**TEXT EXCERPT:**
╭──
2. Open `http://127.0.0.1:8000` in your browser

3. Click "Run Experiment" to start an experiment

The frontend provides:
- Real-time progress tracking
- Interactive results visualization
- Detailed task-level information
- Ability to compare multiple runs

## Analyzing Results

Once the experiment run is complete, you can analyze the results via the frontend dashboard. The platform provides:

- **Run Summaries**: Overview of each experiment run, including total tasks, passed/failed counts, and overall score.
- **Detailed Reports**: Drill down into individual tasks to see input, output, logs, and evaluation details.
- **Trend Analysis**: Compare results across runs to identify improvements or regressions.
- **Filter and Search**: Find specific tasks or runs based on criteria such as challenge ID, date, or status.

## Architecture

Multinear consists of several components:

- **CLI Tool (`cli/main.py`)**: Command-line interface for initializing projects and starting the web server.
- **Web Server (`main.py`)**: A FastAPI application serving API endpoints and static Svelte frontend files.
- **Engine (`engine/` Directory)**:
  - **Run Management (`run.py`)**: Handles execution of tasks and evaluation.
  - **Storage (`storage.py`)**: Manages data models and database operations using SQLAlchemy.
╰──
**LISTED RECORDS:**
╭──
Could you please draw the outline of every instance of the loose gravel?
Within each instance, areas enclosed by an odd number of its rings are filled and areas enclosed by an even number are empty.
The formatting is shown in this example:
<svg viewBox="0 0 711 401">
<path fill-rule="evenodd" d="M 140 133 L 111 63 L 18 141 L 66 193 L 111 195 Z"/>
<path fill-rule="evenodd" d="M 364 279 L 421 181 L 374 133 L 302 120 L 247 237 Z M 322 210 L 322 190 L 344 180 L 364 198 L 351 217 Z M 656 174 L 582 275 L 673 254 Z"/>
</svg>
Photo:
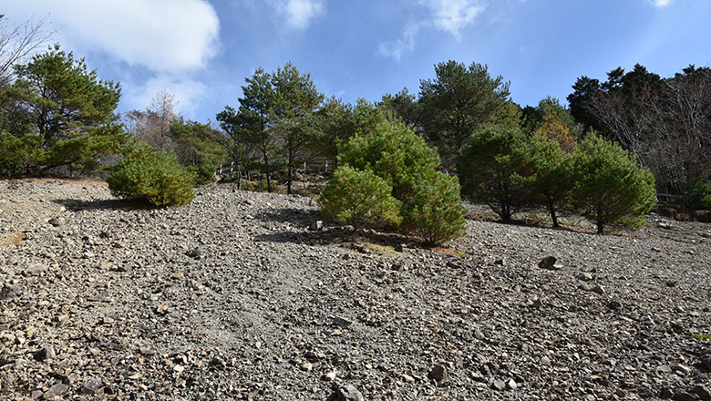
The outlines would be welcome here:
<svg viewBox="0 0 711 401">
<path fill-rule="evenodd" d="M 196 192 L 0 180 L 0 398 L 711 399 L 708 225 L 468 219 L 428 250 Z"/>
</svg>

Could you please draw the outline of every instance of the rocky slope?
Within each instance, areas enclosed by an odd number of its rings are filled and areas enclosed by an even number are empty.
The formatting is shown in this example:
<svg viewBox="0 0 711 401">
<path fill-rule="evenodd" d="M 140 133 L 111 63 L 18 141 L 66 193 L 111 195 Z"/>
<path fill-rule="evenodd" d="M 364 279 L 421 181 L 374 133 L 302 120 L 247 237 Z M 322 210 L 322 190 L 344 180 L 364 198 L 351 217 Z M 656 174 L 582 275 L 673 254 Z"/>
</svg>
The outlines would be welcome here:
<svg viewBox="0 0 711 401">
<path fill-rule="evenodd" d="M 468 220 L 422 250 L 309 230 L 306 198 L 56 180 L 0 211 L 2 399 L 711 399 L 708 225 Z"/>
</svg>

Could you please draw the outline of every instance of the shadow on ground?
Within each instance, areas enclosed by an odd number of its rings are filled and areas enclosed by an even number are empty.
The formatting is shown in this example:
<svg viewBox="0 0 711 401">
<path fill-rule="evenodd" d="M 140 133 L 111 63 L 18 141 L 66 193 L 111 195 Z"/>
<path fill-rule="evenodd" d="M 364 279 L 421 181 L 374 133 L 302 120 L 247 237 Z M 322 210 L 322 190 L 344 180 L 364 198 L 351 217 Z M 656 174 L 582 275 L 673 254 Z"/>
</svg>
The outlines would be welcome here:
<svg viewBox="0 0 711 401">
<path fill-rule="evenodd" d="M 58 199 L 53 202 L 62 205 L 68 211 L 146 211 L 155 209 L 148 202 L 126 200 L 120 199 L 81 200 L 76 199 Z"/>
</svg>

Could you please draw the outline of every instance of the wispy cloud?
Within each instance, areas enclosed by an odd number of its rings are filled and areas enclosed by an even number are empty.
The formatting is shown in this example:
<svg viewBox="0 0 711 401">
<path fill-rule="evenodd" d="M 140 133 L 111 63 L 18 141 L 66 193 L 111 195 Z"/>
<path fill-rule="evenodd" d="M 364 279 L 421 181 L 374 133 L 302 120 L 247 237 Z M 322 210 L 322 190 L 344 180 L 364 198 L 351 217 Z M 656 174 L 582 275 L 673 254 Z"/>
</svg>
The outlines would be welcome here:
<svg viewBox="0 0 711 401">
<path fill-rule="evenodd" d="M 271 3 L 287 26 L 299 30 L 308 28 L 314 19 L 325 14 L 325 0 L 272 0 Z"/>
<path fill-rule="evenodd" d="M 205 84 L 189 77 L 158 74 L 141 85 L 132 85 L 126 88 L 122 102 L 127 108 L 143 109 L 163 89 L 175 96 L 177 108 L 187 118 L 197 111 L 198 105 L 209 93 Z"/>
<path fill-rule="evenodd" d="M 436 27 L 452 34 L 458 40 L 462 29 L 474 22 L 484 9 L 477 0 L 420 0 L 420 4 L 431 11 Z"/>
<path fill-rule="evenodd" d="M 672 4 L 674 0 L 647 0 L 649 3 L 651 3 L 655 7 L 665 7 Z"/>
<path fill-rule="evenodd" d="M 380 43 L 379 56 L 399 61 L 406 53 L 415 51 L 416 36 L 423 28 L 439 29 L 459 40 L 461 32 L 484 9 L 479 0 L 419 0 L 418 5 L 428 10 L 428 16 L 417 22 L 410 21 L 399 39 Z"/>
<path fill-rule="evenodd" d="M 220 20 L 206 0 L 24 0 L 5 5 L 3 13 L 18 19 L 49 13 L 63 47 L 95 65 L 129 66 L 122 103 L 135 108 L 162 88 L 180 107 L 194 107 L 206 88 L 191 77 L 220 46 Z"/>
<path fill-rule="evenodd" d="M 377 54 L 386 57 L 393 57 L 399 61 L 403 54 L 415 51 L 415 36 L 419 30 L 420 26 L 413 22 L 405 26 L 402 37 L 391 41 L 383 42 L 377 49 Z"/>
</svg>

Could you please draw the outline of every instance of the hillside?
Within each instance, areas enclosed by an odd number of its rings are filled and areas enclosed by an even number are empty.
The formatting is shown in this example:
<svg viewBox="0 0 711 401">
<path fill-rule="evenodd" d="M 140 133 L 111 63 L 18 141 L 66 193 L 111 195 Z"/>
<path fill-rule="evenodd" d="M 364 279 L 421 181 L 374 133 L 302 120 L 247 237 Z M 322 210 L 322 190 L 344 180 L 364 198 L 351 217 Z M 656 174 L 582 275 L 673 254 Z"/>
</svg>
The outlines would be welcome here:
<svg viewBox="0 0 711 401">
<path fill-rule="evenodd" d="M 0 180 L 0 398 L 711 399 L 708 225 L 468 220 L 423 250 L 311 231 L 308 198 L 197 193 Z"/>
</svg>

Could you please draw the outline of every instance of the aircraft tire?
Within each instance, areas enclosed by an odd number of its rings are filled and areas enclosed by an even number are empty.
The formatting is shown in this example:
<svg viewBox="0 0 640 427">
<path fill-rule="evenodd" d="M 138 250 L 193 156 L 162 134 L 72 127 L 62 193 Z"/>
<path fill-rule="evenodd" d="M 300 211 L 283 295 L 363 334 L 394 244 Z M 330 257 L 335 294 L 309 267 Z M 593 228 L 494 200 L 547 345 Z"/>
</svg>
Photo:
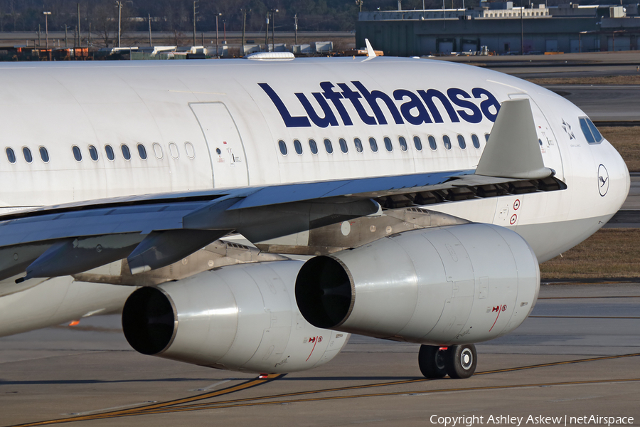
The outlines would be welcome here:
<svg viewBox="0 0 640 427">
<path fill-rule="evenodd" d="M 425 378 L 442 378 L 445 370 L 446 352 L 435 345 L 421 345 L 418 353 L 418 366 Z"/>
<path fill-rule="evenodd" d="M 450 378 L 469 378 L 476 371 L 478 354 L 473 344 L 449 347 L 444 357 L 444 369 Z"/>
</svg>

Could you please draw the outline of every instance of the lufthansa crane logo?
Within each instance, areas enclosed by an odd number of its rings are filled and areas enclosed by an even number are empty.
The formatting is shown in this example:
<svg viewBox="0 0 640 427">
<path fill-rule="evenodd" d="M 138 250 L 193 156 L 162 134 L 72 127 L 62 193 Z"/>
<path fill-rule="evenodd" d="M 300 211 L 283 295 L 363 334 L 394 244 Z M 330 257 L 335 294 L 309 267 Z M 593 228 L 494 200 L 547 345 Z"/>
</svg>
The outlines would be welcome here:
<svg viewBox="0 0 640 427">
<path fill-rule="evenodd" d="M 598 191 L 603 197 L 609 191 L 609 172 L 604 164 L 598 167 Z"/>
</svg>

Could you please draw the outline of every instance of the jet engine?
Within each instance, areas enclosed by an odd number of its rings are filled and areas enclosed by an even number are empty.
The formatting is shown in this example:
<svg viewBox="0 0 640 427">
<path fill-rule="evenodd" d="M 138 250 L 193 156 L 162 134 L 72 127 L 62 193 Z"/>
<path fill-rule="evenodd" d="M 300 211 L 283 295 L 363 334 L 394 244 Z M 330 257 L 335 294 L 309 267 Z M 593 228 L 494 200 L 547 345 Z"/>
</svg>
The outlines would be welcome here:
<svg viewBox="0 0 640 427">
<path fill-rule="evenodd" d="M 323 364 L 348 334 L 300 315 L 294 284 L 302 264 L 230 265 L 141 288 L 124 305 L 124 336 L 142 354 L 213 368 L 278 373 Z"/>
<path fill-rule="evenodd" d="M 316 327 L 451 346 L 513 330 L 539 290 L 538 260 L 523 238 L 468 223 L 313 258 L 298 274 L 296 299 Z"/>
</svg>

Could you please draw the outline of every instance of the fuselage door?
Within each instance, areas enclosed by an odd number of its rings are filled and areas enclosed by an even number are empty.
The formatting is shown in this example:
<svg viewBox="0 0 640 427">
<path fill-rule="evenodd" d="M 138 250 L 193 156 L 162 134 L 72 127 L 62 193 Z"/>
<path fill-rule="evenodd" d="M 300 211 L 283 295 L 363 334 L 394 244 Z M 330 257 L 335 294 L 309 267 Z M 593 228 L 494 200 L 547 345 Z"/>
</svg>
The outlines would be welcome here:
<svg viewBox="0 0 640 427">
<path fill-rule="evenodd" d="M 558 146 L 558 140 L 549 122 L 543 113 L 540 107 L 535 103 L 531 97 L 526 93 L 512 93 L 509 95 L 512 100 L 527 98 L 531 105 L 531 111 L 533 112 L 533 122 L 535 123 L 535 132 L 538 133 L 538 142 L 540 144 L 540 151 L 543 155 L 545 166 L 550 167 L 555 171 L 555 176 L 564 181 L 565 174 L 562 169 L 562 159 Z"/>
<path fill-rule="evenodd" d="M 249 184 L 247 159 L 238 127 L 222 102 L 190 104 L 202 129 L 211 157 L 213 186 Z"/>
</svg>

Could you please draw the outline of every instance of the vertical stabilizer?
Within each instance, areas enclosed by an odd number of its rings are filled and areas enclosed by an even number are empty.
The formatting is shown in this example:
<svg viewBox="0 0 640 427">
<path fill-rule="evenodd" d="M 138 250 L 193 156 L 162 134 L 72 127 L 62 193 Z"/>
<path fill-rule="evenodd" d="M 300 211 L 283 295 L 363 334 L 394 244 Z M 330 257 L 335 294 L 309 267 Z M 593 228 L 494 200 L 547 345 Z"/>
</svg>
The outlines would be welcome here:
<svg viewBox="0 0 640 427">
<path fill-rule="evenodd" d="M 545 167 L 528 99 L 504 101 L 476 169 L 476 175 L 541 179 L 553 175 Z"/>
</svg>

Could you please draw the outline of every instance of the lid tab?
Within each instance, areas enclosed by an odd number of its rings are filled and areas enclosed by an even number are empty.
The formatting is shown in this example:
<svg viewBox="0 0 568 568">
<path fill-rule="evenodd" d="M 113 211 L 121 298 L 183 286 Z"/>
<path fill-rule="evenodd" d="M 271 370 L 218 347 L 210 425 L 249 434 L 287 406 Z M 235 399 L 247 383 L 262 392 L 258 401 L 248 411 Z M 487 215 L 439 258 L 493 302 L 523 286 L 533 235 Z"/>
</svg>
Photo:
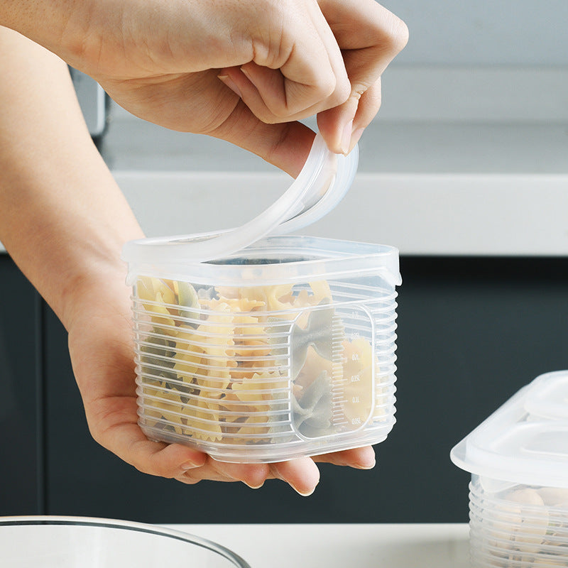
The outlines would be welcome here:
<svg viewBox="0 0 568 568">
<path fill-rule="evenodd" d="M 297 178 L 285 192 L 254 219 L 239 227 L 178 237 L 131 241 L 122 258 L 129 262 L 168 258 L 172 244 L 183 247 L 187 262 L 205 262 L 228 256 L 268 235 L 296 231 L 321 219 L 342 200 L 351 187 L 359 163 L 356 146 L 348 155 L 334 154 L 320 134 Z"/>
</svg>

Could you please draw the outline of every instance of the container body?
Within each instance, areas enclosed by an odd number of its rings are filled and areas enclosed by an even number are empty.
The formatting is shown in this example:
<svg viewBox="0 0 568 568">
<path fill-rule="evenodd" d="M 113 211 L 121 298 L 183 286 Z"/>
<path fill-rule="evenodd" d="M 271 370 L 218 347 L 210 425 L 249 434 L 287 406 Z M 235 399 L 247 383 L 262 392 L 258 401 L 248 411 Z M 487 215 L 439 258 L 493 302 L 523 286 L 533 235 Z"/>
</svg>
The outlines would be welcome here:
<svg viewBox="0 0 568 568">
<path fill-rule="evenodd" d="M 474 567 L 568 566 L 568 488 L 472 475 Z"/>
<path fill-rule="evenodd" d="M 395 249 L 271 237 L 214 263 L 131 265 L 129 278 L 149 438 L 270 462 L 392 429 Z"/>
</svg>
╰──
**ACTION ITEM:** In the Multinear excerpt, list the bolded capabilities under the heading "Analyzing Results."

**RESULT OF THE EXERCISE:**
Run Summaries
Detailed Reports
Trend Analysis
Filter and Search